All entries below must be given again word for word.

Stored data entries
==*==
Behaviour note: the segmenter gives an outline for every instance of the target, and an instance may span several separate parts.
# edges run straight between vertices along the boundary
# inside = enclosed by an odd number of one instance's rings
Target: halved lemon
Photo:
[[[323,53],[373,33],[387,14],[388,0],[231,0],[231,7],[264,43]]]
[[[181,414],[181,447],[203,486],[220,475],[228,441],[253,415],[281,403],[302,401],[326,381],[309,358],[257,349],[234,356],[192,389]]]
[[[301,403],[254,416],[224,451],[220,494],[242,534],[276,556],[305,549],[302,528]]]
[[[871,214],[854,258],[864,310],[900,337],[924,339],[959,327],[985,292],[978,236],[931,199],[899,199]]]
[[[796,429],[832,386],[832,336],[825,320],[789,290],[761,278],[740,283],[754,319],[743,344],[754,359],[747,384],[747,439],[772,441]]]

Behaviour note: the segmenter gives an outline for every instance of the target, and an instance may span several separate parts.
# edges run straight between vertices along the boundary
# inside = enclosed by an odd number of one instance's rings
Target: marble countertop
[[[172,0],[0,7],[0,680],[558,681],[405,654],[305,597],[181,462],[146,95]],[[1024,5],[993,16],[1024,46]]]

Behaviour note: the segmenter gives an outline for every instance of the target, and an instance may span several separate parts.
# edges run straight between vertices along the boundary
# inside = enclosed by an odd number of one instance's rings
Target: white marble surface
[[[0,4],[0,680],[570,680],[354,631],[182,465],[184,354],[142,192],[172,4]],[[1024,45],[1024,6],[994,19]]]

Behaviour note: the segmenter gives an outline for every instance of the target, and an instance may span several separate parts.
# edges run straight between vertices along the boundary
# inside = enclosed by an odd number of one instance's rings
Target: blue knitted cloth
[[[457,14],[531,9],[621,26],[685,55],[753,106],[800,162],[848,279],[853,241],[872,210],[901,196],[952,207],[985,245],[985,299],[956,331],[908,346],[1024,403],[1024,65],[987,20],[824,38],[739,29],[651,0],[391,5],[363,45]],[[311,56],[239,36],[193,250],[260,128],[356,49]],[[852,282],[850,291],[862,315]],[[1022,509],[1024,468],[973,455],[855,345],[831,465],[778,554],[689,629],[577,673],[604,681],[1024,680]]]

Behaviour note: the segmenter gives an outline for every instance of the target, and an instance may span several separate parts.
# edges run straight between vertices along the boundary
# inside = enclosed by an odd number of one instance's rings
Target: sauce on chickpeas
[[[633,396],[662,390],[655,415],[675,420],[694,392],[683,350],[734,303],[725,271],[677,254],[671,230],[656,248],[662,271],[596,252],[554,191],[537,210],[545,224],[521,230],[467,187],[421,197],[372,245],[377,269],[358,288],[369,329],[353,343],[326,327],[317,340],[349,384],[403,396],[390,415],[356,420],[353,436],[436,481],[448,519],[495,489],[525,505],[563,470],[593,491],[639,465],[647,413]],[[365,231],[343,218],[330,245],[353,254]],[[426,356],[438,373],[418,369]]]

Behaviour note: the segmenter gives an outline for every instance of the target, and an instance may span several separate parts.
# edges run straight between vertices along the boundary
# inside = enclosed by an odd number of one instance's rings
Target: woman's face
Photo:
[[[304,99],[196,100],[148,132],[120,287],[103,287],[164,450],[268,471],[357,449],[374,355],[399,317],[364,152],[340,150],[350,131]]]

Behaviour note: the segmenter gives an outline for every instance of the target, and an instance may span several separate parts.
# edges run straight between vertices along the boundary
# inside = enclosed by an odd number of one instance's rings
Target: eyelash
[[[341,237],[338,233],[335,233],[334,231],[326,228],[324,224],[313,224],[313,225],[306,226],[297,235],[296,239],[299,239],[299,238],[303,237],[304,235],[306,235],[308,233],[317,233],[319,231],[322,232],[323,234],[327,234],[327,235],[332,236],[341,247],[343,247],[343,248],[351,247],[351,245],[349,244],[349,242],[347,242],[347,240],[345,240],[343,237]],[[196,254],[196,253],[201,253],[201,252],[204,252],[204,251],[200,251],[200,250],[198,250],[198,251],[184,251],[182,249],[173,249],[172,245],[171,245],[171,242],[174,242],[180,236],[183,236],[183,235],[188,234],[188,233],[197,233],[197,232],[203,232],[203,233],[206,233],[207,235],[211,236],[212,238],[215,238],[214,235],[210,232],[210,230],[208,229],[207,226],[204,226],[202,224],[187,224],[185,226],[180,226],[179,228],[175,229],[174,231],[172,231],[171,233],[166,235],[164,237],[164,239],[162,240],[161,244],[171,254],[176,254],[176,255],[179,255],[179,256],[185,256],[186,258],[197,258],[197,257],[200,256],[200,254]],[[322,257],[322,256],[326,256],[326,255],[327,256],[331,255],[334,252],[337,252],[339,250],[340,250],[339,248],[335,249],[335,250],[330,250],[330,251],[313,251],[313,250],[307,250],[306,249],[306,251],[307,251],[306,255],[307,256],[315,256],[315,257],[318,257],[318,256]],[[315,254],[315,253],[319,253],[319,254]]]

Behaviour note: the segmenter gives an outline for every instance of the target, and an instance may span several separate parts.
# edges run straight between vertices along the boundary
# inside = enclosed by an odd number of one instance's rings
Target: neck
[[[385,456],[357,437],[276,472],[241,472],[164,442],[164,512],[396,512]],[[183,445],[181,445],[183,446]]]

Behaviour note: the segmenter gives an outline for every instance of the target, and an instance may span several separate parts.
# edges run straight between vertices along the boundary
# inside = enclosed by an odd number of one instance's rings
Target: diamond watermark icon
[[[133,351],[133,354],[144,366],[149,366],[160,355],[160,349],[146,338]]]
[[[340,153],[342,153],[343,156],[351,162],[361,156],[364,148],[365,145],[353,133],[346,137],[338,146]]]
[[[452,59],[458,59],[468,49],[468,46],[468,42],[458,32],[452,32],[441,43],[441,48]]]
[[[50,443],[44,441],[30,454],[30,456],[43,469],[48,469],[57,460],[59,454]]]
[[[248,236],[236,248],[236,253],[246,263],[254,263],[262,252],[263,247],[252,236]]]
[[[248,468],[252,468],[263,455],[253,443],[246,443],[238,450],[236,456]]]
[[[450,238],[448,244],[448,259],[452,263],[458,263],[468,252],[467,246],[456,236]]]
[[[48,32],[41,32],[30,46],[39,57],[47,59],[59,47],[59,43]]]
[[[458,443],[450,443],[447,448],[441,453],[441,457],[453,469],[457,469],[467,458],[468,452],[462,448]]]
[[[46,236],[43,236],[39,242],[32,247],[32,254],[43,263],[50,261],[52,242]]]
==*==
_SOLUTION TO THE PROBLEM_
Behaviour note: the segmenter gives an outline for every instance of the target, and an instance may span several separate parts.
# edges run straight between vertices along the boundary
# inside = enclosed by an odd number of one instance's rings
Target: halved lemon
Photo:
[[[323,53],[373,33],[387,14],[388,0],[231,0],[231,7],[264,43]]]
[[[181,414],[181,447],[203,486],[220,475],[228,441],[253,415],[281,403],[302,401],[326,381],[309,358],[257,349],[234,356],[192,389]]]
[[[301,403],[254,416],[224,451],[220,494],[242,534],[276,556],[305,549],[302,528]]]
[[[871,214],[854,258],[864,310],[900,337],[924,339],[959,327],[985,292],[978,236],[931,199],[899,199]]]
[[[796,429],[832,386],[832,336],[825,320],[789,290],[761,278],[740,283],[754,319],[743,344],[754,359],[747,384],[747,439],[772,441]]]

Behaviour note: the segmenter gives an outline for every instance of the target, and an instance may span several separate parts.
# edges run straight between vertices along the boundary
# inside = enclosed by an odd number of one instance's rings
Target: marble countertop
[[[172,0],[0,7],[0,680],[558,681],[405,654],[305,597],[181,462],[146,95]],[[1024,5],[993,16],[1024,46]]]

Behaviour note: the segmenter gives an outline for every instance of the target, and an instance may span several separate parts.
# edges run straight between vertices along the boundary
# inside = enclosed by an odd number of one instance's rings
Target: white marble surface
[[[0,4],[0,680],[570,680],[354,631],[182,465],[184,354],[142,192],[172,4]],[[1024,45],[1024,6],[994,19]]]

Behaviour note: the segmenter gives an outline for every instance of the target, and an instance may span several separate parts.
# edges run straight between vertices along the boundary
# inside = enclosed by an odd number of one instance's rings
Target: blue knitted cloth
[[[457,14],[531,9],[621,26],[685,55],[753,106],[800,162],[848,279],[853,241],[872,210],[901,196],[952,207],[985,245],[985,299],[956,331],[908,346],[1024,403],[1024,65],[987,20],[824,38],[739,29],[651,0],[391,5],[363,45]],[[311,56],[239,36],[193,250],[260,128],[356,49]],[[852,282],[850,291],[862,315]],[[1022,509],[1024,468],[973,455],[855,345],[831,465],[778,554],[689,629],[577,673],[604,681],[1024,680]]]

Behaviour note: the segmenter gives an outline for every instance of the target, and an instance may span several separate parts.
# edges run straight between vertices along the boundary
# inside = enclosed by an odd number of one instance's rings
Target: sauce on chickpeas
[[[633,396],[662,390],[655,415],[675,420],[694,392],[683,350],[734,303],[725,271],[677,254],[671,230],[656,248],[662,271],[596,252],[554,191],[537,210],[545,224],[521,230],[467,187],[421,197],[372,245],[377,269],[358,288],[369,329],[353,343],[326,327],[317,340],[349,384],[403,396],[390,415],[356,420],[353,436],[436,481],[448,519],[495,489],[525,505],[563,470],[593,491],[639,465],[647,413]],[[365,231],[343,218],[330,245],[353,254]],[[426,356],[438,373],[418,369]]]

Behaviour note: the segmenter gives an outline for every instance of the target, and an instance may span several separate parts.
# edges run straight between vertices along the boundary
# inside = enclosed by an odd number of one instance's rings
Target: woman's face
Photo:
[[[304,99],[196,100],[148,132],[120,287],[103,287],[164,450],[268,471],[357,449],[374,355],[399,317],[364,152],[340,150],[350,131]]]

Behaviour note: the segmenter gives an outline for every instance of the target, and an instance may span several separate parts.
# edges run straight between vertices along the boundary
# inside = enclosed by an odd number of one instance's rings
Target: eyelash
[[[341,237],[338,233],[335,233],[334,231],[326,228],[324,224],[313,224],[313,225],[306,226],[297,235],[296,239],[299,239],[299,238],[303,237],[304,235],[306,235],[308,233],[317,233],[319,231],[322,232],[323,234],[327,234],[327,235],[332,236],[341,247],[343,247],[343,248],[351,247],[351,245],[349,244],[349,242],[347,242],[347,240],[345,240],[343,237]],[[196,254],[196,253],[201,253],[201,252],[204,252],[204,251],[200,251],[200,250],[198,250],[198,251],[184,251],[182,249],[173,249],[172,245],[171,245],[171,242],[174,242],[180,236],[183,236],[183,235],[188,234],[188,233],[197,233],[197,232],[203,232],[203,233],[206,233],[207,235],[211,236],[212,238],[215,238],[214,235],[210,232],[210,230],[208,229],[207,226],[204,226],[202,224],[187,224],[185,226],[180,226],[179,228],[175,229],[174,231],[172,231],[171,233],[166,235],[164,237],[164,239],[162,240],[161,244],[171,254],[176,254],[176,255],[179,255],[179,256],[185,256],[186,258],[197,258],[197,257],[200,256],[200,254]],[[322,257],[322,256],[326,256],[326,255],[327,256],[331,255],[334,252],[337,252],[339,250],[340,250],[339,248],[335,249],[335,250],[330,250],[330,251],[313,251],[313,250],[307,250],[306,249],[306,251],[307,251],[306,255],[307,256],[315,256],[315,257],[318,257],[318,256]],[[315,254],[315,253],[319,253],[319,254]]]

Behaviour note: the segmenter gives an outline for every instance of the target, and an instance may span several separate parts.
# edges run straight between vertices along the boundary
# inside = enclosed by an odd number of one instance's rings
Target: neck
[[[385,456],[357,437],[276,472],[241,472],[164,442],[164,512],[396,512]],[[183,445],[181,445],[183,446]]]

Behaviour note: the segmenter gives an outline for every instance of the target, and an instance may span several separate parts.
# edges run straight between vertices along the boundary
# inside = enclosed by an odd number of one instance's rings
Target: diamond watermark icon
[[[133,351],[133,354],[144,366],[149,366],[160,355],[160,349],[146,338]]]
[[[340,153],[342,153],[343,156],[351,162],[361,156],[364,148],[365,145],[353,133],[346,137],[338,146]]]
[[[452,59],[458,59],[468,49],[468,46],[468,42],[458,32],[452,32],[441,43],[441,48]]]
[[[50,443],[44,441],[30,454],[30,456],[43,469],[48,469],[57,460],[59,454]]]
[[[248,236],[236,248],[236,253],[246,263],[254,263],[262,252],[263,247],[252,236]]]
[[[248,468],[252,468],[263,455],[253,443],[246,443],[238,450],[236,456]]]
[[[450,238],[448,244],[448,259],[452,263],[458,263],[468,252],[467,246],[456,236]]]
[[[48,32],[41,32],[30,46],[39,57],[47,59],[59,47],[59,43]]]
[[[458,443],[450,443],[447,448],[441,453],[441,457],[453,469],[457,469],[467,458],[468,452],[462,448]]]
[[[46,236],[43,236],[39,242],[32,247],[32,254],[43,263],[50,261],[52,242]]]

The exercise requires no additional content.